## READING PASSAGE:
I headed to the local butcher shop (my first as an adult to be honest) and inquired with them on what I should use for a cut of beef. They suggested some of the more expensive cuts but I settled on three pounds of eye of the round. You can use just about any cut really, the golden rule is that the leaner the better. The reason for this is that fat doesn't dry out and will go rancid faster then properly dried meat.

So my very first attempt did not go well, the marinade was not that good, the smoker was too hot and burnt most of the beef. There were a few decent pieces but overall the first batch was really bad. I didn't let the deter me though. My second batch came out quite good, so good in fact that the three pounds I made didn't last the weekend.

My third attempt though was where it was at, at least so far (it's also the last batch I've made). I tweaked my recipe even more this time. I also purchased a dehydrator after my birthday to help aid in the process of drying the meat out.

## DATASET EXCERPT:
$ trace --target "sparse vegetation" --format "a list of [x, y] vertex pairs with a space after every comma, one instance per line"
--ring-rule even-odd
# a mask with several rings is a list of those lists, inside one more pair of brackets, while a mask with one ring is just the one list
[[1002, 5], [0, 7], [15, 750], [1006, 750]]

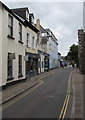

## WHAT YOU HAVE TO DO:
Please set down everything from "So my very first" down to "last the weekend." in the jerky-making passage, word for word.

## THE SOLUTION:
So my very first attempt did not go well, the marinade was not that good, the smoker was too hot and burnt most of the beef. There were a few decent pieces but overall the first batch was really bad. I didn't let the deter me though. My second batch came out quite good, so good in fact that the three pounds I made didn't last the weekend.